-- PROVIDED INFORMATION --

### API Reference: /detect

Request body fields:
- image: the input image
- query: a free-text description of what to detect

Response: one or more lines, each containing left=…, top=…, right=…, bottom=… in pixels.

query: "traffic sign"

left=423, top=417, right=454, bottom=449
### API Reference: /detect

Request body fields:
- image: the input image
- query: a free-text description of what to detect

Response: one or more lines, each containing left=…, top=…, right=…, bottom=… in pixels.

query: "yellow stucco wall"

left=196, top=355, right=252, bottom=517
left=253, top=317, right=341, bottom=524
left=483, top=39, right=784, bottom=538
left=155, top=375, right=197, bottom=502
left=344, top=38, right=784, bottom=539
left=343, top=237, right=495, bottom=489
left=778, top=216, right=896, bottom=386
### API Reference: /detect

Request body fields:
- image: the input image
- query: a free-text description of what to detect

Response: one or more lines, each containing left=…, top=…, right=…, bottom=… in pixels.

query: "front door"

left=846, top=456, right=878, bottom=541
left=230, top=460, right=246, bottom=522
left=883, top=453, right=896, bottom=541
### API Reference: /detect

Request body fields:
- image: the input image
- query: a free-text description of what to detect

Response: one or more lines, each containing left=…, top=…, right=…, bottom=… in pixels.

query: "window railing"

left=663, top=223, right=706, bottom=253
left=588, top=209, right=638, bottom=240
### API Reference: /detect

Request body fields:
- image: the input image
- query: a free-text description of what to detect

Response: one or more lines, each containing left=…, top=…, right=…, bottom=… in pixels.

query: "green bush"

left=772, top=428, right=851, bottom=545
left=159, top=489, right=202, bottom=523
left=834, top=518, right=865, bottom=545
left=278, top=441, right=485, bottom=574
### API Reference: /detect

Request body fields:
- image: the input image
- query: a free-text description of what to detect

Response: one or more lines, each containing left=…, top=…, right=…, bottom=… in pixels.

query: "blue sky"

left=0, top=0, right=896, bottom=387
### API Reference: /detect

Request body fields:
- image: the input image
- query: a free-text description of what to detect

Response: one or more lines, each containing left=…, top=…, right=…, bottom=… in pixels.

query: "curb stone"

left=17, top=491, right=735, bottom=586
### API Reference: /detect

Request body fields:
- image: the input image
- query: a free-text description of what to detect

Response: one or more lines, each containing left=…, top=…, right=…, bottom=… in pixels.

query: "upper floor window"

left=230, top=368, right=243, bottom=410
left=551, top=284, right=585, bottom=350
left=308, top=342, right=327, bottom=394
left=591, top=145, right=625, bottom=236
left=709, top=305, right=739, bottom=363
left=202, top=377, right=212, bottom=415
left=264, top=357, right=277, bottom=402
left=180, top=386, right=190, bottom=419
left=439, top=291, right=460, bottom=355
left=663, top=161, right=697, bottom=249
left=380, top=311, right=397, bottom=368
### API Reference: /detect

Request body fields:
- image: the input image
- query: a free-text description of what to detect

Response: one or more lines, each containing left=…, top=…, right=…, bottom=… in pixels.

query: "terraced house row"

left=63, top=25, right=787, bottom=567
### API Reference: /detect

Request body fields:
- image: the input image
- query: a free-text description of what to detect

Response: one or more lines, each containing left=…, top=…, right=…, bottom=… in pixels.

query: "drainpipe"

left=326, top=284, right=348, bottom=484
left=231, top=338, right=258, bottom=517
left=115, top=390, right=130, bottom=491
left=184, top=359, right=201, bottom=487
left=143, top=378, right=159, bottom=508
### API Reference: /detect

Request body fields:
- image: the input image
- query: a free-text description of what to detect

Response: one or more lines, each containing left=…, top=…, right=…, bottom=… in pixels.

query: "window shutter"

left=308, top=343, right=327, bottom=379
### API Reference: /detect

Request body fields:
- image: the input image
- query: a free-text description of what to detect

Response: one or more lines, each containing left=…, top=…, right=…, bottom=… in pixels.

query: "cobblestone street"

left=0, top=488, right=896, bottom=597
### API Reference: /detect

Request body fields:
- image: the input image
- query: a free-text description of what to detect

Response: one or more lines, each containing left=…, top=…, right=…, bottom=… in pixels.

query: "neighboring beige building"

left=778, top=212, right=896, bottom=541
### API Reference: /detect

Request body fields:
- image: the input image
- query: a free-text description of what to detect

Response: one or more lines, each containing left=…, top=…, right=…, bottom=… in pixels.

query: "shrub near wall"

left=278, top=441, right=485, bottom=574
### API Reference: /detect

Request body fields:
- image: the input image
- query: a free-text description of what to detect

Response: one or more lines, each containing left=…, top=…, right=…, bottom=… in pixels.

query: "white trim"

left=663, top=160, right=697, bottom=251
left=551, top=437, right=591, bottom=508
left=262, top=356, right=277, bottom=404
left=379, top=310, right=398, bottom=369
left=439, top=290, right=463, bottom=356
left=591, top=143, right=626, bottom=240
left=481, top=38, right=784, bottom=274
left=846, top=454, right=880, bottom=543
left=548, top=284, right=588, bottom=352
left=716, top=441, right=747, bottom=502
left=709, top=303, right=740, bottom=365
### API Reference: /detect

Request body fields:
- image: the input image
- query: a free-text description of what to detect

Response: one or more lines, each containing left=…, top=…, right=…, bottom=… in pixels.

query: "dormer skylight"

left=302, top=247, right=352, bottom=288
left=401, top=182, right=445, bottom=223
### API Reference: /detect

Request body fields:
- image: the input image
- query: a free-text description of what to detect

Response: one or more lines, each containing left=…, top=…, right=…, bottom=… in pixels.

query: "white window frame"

-- TASK DESCRIPTION --
Extract from the material above every line that contains the word "window", copying each line in full.

-- ANSWER BELOW --
query: "window railing"
query: "upper floor window"
query: "window shutter"
query: "white window frame"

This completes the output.